_INPUT DATA_.
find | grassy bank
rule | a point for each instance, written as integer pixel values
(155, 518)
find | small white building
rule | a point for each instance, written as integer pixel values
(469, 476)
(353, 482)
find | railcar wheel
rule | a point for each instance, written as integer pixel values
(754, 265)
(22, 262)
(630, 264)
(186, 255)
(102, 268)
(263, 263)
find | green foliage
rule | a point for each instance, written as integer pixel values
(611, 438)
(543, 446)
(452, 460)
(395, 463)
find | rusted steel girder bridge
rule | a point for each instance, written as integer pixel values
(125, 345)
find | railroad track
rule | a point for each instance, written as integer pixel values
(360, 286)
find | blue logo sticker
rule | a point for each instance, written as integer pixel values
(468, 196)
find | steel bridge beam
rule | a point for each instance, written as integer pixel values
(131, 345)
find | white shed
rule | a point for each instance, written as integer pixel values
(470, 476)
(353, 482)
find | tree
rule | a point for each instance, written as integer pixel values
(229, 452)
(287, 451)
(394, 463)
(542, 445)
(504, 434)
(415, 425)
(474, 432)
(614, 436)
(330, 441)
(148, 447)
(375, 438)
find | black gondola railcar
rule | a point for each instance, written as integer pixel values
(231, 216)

* * *

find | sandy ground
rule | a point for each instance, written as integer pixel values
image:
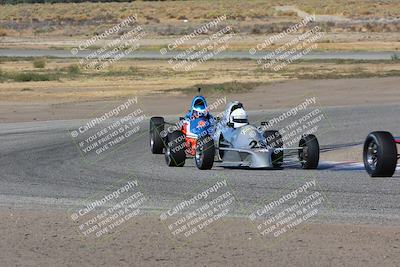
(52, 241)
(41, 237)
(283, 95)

_TASK ITEM_.
Could you restate word for word the lines above, from the one that contains "find | green foliage" through the one that contains "find | railroad track", and no others?

_EXERCISE RESULT_.
find | green foliage
rule | a point for each instance, written as integer pixel values
(611, 438)
(543, 446)
(452, 460)
(395, 463)
find | rusted steel girder bridge
rule | a point for each instance, written as integer pixel values
(125, 345)
find | railroad track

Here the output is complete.